_PROMPT 1_
Answer these from the anime review excerpt below:
(a) Which character does Akko consider her rival?
(b) Which faculty member becomes Akko's mentor?
(c) Whose wand does Akko now possess?

_PASSAGE FOR REVIEW_
The rest of the show will hit all the beats you expect, where Akko and crew go to class and gain additional abilities, and more side characters are introduced. That's really where this show shines. The characters are all great. I could list a dozen off the top of my head that I really liked, and in that vein of being aimed at a younger audience, nobody's ever irredeemable. It's another of those shows I've touted in the past that throws a relatively large number of characters at you pretty quickly but makes them all immediately likable and memorable. Akko even quickly gains a rival, at least according to Akko, and in a refreshing play on the trope, this girl, Diana Cavendish, is almost immediately shown to be a good person at heart.

There's an additional plot arc, which will supply the main conflict for the series, of Akko trying to figure out all the secrets of Chariot's wand that she now possesses, with the help of a sympathetic faculty member, Professor Ursula, who takes on the role of Akko's mentor. Well, not so much takes it on as gets ordered to by the headmistress, though she would have wanted to anyway. What's also not so surprising is that Akko is pretty inept at magic, and she barely improves, making me wonder how she got admitted to the school in the first place. This also ties in with the school wanting to repair magic's image in the larger world, and some political goings-on that have various effects on specific characters, plus a shady figure trying to take advantage of it.

And then there's the twist. There's a big reveal, but one that had been heavily foreshadowed since very early on, and even before they started letting on, it was pretty obvious it would turn out that way. However, when even the character who needs to know finally learns the secret, there's an additional twist thrown in that I thought was very well done.

_PROMPT 2_
Collect every line of the rows below that contains the string "negative", matching case exactly.

_GIVEN ENTRIES_
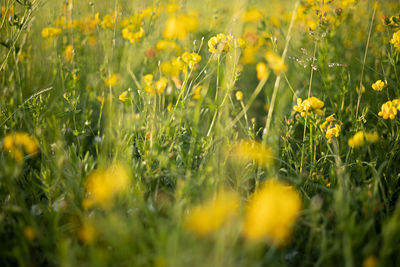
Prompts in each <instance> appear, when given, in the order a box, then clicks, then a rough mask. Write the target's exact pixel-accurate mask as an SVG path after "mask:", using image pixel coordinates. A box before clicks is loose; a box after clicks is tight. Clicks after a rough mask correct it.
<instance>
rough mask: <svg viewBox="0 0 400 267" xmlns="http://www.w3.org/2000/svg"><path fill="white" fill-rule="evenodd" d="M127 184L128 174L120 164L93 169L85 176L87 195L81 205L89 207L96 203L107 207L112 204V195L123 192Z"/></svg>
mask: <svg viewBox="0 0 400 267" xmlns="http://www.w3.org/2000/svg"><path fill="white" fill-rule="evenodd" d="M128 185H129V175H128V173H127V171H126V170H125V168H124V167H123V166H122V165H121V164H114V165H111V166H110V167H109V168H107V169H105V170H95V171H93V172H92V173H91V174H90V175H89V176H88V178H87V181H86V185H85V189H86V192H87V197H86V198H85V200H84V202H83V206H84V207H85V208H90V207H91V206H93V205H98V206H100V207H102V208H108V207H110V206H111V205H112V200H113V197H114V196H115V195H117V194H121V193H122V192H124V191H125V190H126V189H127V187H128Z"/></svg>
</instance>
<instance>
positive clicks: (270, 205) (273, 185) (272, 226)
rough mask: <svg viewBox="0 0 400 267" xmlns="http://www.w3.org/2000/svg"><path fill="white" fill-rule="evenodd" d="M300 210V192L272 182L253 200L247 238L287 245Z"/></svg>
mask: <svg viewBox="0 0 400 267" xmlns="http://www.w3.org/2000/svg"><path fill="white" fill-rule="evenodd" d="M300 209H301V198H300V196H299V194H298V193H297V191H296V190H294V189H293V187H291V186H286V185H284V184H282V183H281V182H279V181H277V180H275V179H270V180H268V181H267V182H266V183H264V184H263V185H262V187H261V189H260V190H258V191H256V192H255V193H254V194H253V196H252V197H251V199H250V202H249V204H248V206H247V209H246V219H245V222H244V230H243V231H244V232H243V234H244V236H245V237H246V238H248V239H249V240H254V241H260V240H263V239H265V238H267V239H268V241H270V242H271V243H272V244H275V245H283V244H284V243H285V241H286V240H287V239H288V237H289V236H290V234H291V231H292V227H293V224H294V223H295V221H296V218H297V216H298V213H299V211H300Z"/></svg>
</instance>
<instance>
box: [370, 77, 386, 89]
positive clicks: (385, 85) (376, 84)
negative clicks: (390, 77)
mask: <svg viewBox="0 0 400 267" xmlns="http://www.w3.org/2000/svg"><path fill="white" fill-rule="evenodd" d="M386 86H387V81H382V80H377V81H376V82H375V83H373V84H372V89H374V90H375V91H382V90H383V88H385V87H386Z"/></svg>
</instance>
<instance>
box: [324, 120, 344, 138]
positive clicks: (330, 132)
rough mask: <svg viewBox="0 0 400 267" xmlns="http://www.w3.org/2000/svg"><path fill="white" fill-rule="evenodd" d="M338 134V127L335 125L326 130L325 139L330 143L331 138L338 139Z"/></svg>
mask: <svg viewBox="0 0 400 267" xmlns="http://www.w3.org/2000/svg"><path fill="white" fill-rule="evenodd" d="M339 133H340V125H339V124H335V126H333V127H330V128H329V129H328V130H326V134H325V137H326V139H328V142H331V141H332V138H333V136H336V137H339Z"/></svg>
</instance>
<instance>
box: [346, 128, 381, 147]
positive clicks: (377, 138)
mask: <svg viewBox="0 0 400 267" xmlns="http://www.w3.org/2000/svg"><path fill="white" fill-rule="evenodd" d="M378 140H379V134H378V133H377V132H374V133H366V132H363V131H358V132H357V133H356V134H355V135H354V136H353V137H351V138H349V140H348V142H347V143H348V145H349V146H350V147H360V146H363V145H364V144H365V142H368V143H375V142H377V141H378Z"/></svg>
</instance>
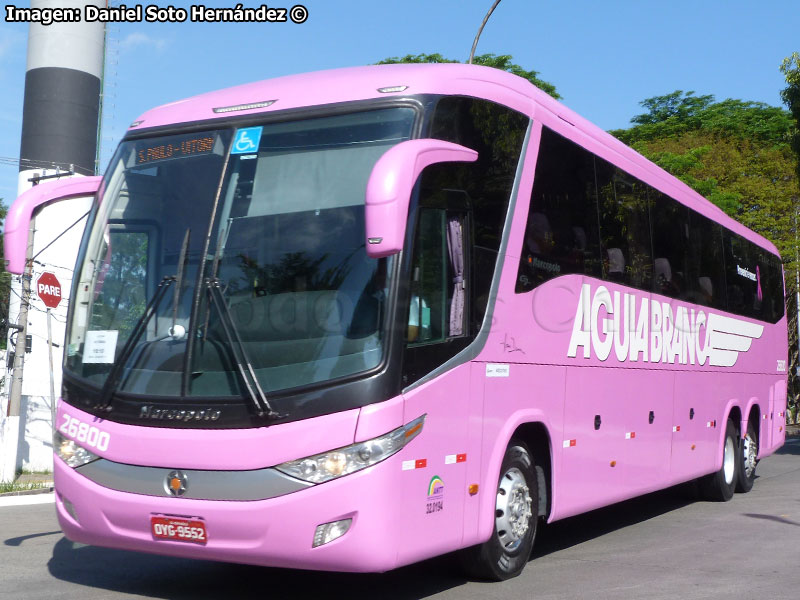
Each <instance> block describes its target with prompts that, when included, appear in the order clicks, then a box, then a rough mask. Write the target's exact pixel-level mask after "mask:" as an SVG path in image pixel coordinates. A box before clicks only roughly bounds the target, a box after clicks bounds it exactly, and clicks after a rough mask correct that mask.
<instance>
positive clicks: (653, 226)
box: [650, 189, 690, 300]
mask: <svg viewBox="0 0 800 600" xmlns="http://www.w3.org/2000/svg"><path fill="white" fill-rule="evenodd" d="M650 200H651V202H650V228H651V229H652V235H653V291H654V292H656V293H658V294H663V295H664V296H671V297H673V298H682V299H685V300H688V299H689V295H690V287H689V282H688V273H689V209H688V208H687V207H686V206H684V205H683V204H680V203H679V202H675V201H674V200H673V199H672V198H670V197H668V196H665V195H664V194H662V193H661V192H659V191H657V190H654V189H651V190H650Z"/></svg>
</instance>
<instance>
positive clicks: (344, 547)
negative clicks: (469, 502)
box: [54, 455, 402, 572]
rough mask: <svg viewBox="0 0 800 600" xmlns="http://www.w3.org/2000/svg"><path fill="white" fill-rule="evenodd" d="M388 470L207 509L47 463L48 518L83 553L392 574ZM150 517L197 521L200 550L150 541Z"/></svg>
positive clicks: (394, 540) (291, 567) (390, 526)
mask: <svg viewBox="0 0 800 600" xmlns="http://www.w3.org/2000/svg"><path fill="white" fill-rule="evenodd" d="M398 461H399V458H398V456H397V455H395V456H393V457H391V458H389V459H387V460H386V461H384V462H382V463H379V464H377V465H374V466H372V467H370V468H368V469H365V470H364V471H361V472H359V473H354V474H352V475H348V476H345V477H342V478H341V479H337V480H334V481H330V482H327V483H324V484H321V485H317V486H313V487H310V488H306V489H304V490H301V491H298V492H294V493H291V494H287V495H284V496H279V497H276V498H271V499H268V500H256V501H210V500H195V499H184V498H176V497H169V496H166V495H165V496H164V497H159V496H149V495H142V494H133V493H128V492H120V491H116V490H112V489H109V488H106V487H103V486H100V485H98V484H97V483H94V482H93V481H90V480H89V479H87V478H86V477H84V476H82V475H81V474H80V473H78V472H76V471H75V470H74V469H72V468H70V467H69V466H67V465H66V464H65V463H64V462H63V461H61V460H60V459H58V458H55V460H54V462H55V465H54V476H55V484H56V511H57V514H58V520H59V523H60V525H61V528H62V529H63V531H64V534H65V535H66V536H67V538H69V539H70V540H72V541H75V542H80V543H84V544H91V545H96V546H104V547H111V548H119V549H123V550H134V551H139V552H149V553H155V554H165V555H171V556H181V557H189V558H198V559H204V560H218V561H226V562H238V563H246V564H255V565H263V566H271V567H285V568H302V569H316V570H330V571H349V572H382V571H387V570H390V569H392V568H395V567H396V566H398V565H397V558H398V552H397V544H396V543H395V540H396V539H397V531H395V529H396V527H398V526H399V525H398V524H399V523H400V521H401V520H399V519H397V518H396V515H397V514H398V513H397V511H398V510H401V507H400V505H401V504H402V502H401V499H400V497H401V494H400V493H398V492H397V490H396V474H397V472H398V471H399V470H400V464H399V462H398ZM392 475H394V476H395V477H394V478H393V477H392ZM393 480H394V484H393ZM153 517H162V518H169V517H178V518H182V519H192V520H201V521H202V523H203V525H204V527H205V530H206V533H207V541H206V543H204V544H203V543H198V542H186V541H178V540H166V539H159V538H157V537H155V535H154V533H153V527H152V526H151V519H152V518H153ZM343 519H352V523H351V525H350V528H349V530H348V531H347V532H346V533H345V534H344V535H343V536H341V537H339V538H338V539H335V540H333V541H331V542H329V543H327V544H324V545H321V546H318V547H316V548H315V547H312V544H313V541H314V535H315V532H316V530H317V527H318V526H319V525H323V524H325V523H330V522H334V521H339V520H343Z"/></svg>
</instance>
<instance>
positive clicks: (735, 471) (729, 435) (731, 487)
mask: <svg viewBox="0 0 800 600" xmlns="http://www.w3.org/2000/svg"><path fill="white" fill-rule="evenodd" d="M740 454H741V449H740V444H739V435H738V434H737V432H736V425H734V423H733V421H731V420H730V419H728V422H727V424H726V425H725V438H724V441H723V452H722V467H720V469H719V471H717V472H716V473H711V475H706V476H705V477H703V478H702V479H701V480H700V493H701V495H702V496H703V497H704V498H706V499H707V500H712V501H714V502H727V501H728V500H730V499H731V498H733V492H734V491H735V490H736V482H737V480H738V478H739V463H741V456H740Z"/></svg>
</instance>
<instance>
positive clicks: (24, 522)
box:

_TASK ANSWER 1_
(a) Diana Cavendish
(b) Professor Ursula
(c) Chariot's

_TASK ANSWER 2_
negative clicks: (390, 77)
negative clicks: (469, 502)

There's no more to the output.